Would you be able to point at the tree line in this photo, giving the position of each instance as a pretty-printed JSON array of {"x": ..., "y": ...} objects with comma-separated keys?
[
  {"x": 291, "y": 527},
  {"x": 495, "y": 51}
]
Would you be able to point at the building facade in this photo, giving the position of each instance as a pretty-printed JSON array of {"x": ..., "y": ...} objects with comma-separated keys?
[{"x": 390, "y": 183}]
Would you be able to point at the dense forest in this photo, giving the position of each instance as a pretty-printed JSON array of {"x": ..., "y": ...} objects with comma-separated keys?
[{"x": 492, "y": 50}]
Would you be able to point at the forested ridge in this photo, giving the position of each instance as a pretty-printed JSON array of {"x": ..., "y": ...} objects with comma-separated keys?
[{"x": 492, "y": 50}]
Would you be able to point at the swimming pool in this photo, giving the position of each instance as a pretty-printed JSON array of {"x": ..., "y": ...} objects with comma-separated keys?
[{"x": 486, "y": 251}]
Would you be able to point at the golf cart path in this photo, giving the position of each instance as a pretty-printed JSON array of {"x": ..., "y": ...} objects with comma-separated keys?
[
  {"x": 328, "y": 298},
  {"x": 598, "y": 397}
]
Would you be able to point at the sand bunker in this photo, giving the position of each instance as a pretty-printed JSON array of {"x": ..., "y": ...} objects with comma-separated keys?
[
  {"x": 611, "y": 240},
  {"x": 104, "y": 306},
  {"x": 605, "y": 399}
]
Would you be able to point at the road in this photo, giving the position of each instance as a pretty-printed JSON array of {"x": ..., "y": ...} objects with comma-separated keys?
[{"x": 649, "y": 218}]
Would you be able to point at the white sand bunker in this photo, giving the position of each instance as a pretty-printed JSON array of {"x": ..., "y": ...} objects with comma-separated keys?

════════════════════

* _Problem to solve_:
Please transcribe the lines from the one containing "Would you be able to point at the golf" through the last line of the records. Include both ends and nothing else.

* _Result of this task_:
Would you be able to point at the golf cart path in this photo, giving the position of each instance as a pretty-printed JSON array of {"x": ..., "y": ...} objects with comma-separated keys?
[
  {"x": 328, "y": 298},
  {"x": 598, "y": 397}
]
Would you be able to point at the sand bunker in this photo, giving the position of each instance as a pretty-printed JSON array of {"x": ..., "y": ...} objects with comma-separated keys?
[
  {"x": 611, "y": 240},
  {"x": 104, "y": 306},
  {"x": 605, "y": 399}
]
Would you be able to point at the road in this photo, giving the position of each instance as a pretty-printed JSON array of {"x": ..., "y": ...} objects with comma-separated keys?
[{"x": 649, "y": 218}]
Would you be able to point at the white sand bunker in this photo, giving the position of each instance as a pretty-printed JSON array of {"x": ..., "y": ...} objects with comma-separated keys?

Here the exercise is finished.